◆ **Excerpted passage**:

Massage as a way to heal cuts across all cultural lines and traditions developed in both the Eastern and Western world. Rubbing sore muscles, aches, and pains originates all the way back to the beginnings of man. Cave paintings depict rituals for casting out spirits and diseases, and many times the paintings showed massages.
China has a four-thousand-year tradition of massage therapy and having massage therapy schools. In 2300 BC, massage therapy was included in The Yellow Emperor’s Classic of Internal Medicine for several chapters and demonstrated that it was a well-developed technique for healing. Modern hospitals in China that specialize in traditional Chinese medicine still have massage as an intricate part of a patient’s treatment. For two thousand years, the Chinese have used Tui Na (better known as Oriental Bodywork Therapy) to treat pain in muscles and joints.
The Father of Medicine, Hippocrates (460–337 BCE), was an advocate of massage. Hippocrates referred to massage as friction or rubbings. In his writings he states, “Rubbing has the effect [of] relaxing, constricting, thickening, and thinning.†Greece had an extensive athletic tradition demanding that physicians keep athletes in top condition for competition. Greek physicians used massage to relieve muscle fatigue after an event. Later the Greeks begin to use massage for intestinal ailments, and by the time the famous physician Galen appeared (131–201 CE), massage had become a mainstay of Greek medicine.
Galen was a physician to Roman gladiators, but his abilities to heal were noticed by the nobility of Rome. Eventually Galen and his massage techniques were ministered to several Roman emperors including Julius Caesar.
India used massage for healing as well, but it was referred to as shampooing. Alexander the Great passed through the region around 327 BCE. His soldiers brought back the techniques when they returned home. Indian massage integrated into Greek, Roman, and Turkish traditions. In modern times, Indian masseurs travel in cities’ common areas offering massages.
After the fall of the Roman Empire, the Christian church continued the tradition of massage therapy. Healing touch has always been a part of many religions in aiding the sick, dying, or disabled. Women during the Middle Ages and the Renaissance took on the role of healers and massagers in sisterly orders that focused on caring for the sick. In the Arab world, the physicians Al-Razi and Ibn Sina wrote medical books outlining treatments in which massage therapy was a mainstay.

◆ **Supplied entries**:
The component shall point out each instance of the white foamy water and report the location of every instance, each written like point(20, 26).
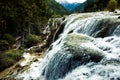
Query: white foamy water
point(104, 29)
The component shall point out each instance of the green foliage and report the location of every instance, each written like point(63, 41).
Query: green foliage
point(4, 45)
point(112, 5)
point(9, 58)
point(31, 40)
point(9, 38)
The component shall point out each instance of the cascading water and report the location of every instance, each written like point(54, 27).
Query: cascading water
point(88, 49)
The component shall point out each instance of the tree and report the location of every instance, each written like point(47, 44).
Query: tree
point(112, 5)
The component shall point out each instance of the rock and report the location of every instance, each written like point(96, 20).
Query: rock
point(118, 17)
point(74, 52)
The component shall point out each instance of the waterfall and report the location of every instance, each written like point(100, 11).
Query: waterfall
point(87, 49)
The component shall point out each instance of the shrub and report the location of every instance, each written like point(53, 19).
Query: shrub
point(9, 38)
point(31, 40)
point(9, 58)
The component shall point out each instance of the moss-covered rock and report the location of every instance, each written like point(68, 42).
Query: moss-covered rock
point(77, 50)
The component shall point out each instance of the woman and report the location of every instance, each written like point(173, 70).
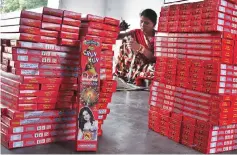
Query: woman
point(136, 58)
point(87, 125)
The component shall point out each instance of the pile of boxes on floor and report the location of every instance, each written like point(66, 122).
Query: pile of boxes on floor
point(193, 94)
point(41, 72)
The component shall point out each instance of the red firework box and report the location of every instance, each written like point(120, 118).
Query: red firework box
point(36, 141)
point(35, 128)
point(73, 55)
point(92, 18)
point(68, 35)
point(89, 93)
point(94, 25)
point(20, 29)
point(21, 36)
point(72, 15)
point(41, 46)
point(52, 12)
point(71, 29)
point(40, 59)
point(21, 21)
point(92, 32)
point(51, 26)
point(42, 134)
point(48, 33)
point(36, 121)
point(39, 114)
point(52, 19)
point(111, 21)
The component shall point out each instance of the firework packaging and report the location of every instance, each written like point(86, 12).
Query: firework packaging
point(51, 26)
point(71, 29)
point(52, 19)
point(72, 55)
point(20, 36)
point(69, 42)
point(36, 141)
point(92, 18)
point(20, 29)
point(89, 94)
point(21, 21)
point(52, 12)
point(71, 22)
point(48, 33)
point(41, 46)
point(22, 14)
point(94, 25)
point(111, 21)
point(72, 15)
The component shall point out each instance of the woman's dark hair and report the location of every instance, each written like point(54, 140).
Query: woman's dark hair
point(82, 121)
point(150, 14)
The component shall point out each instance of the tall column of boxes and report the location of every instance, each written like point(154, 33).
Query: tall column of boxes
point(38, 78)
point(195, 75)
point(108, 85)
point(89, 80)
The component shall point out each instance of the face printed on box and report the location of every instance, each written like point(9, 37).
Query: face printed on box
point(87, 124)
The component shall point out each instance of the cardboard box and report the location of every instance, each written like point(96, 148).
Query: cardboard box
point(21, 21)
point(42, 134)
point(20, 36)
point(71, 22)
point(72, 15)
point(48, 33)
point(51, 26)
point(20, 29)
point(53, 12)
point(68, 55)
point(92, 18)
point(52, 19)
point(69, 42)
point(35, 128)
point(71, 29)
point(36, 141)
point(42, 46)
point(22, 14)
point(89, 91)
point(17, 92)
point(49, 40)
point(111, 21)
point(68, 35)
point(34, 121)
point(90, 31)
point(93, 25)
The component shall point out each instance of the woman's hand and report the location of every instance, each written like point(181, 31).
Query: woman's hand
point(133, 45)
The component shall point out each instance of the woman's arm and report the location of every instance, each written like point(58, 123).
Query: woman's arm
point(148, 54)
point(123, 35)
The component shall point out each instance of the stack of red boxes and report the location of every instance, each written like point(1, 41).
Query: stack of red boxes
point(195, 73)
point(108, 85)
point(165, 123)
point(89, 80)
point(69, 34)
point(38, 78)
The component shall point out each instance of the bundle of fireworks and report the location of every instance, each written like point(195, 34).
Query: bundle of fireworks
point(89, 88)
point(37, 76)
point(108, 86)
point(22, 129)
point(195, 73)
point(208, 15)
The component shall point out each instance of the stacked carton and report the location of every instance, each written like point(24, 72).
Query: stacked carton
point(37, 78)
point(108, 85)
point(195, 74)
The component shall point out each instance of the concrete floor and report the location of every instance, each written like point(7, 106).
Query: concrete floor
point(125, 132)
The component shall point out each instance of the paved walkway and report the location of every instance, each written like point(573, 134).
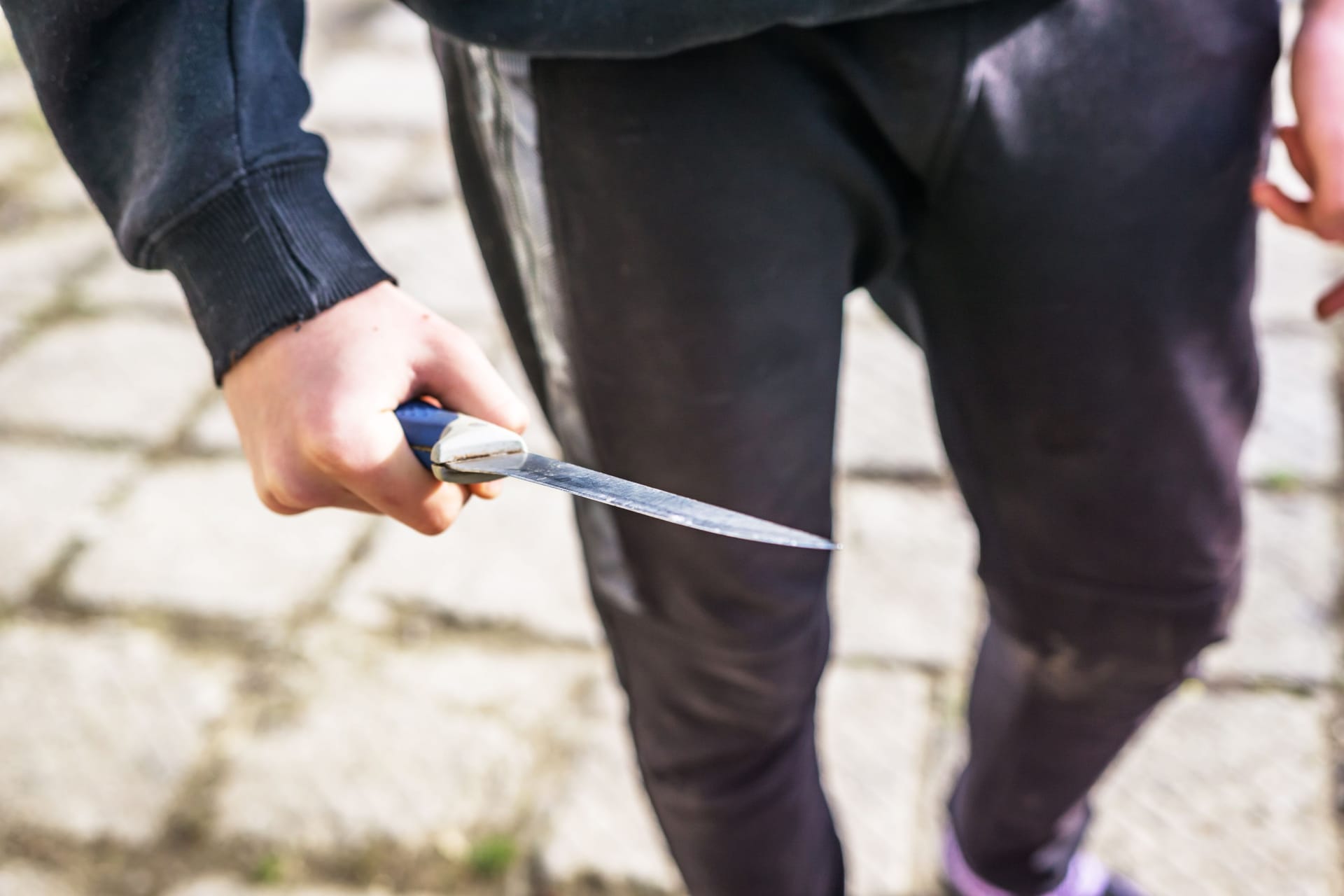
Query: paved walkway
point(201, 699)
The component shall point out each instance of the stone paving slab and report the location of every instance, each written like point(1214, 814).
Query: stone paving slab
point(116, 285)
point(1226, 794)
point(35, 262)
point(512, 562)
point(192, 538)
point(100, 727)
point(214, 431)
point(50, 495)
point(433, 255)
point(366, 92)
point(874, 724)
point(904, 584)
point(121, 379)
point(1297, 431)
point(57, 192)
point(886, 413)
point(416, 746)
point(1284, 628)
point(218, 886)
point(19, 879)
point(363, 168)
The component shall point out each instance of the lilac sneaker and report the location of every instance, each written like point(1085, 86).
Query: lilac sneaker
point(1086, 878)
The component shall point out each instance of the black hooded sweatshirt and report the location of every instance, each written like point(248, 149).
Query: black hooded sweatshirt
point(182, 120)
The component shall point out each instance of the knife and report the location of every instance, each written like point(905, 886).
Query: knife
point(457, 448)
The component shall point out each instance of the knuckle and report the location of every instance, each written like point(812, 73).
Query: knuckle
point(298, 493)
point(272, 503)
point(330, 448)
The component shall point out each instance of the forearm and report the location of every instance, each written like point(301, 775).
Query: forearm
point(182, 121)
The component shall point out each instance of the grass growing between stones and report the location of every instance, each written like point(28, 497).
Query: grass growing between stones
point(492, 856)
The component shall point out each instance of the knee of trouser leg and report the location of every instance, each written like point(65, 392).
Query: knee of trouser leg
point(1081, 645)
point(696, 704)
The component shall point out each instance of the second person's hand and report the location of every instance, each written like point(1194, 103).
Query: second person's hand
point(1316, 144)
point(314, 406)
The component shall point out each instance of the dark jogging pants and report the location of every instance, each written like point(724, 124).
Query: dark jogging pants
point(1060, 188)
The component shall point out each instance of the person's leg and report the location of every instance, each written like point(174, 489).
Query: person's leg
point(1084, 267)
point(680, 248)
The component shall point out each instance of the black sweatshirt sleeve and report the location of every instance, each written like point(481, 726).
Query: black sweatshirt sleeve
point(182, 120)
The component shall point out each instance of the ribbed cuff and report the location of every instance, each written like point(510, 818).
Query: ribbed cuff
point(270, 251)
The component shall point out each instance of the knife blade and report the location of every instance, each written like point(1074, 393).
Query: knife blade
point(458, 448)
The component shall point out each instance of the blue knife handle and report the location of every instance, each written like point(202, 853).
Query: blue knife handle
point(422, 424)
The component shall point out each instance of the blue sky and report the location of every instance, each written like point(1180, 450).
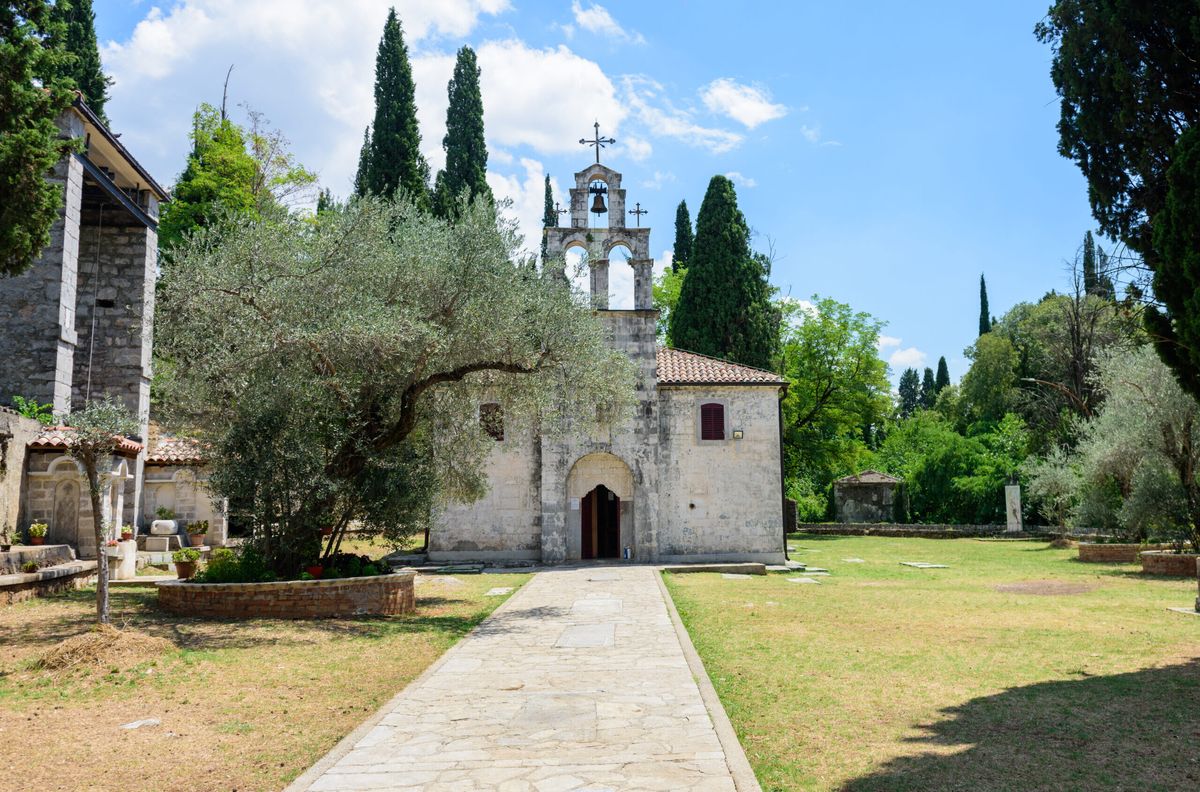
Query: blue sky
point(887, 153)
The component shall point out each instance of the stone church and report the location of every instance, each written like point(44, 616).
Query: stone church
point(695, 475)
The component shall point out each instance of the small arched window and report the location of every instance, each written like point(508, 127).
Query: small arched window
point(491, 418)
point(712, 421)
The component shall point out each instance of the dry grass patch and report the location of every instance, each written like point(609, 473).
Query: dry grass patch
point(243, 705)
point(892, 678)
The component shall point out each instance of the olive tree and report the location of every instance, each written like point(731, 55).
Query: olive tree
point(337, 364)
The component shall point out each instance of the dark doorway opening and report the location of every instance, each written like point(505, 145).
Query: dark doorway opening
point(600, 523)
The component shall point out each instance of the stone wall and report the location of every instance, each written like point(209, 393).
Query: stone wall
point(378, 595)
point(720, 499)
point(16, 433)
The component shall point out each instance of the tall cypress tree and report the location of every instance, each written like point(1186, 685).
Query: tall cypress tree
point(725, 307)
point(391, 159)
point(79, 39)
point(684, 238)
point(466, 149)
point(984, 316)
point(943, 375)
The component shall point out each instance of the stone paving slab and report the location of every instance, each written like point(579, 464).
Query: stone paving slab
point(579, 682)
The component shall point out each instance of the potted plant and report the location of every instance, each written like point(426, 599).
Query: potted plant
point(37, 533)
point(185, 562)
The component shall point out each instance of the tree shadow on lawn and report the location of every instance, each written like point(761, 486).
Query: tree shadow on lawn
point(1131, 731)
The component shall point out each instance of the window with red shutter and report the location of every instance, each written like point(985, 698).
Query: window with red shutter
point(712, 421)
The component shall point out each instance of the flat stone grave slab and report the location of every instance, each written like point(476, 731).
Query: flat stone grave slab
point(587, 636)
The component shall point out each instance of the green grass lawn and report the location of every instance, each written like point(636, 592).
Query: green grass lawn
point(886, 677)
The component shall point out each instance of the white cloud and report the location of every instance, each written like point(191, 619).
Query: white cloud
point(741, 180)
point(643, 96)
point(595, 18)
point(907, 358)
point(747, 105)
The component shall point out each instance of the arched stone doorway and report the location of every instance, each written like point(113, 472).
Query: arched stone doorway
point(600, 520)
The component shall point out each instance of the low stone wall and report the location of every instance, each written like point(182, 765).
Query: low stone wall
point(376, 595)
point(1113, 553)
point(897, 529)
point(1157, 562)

◆ **The task**: Copy the massage history text, beginning at the words "Galen was a" and stopping after "including Julius Caesar.". In that part, rename "gladiators" to "soldiers". The lines above are separate material and have no connection to the massage history text.

◆ **Solution**:
Galen was a physician to Roman soldiers, but his abilities to heal were noticed by the nobility of Rome. Eventually Galen and his massage techniques were ministered to several Roman emperors including Julius Caesar.